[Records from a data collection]

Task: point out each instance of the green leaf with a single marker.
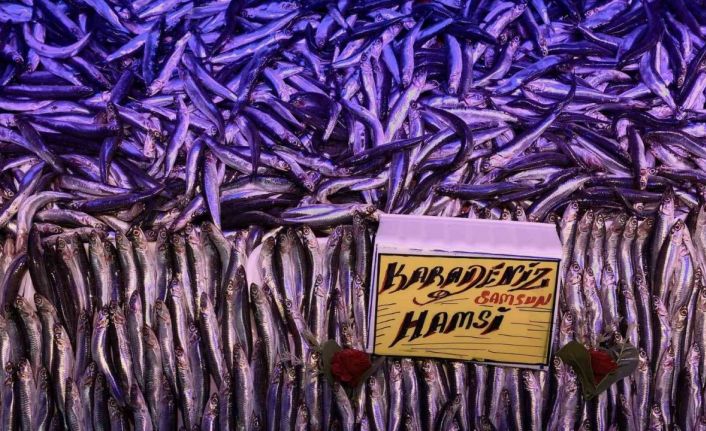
(374, 367)
(328, 349)
(627, 358)
(577, 357)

What needs to be done.
The answer is every line of the data, exactly as written, with the pictures dropped.

Your response.
Task: point out each instance of the green leaf with a single marker.
(374, 367)
(328, 349)
(627, 358)
(577, 357)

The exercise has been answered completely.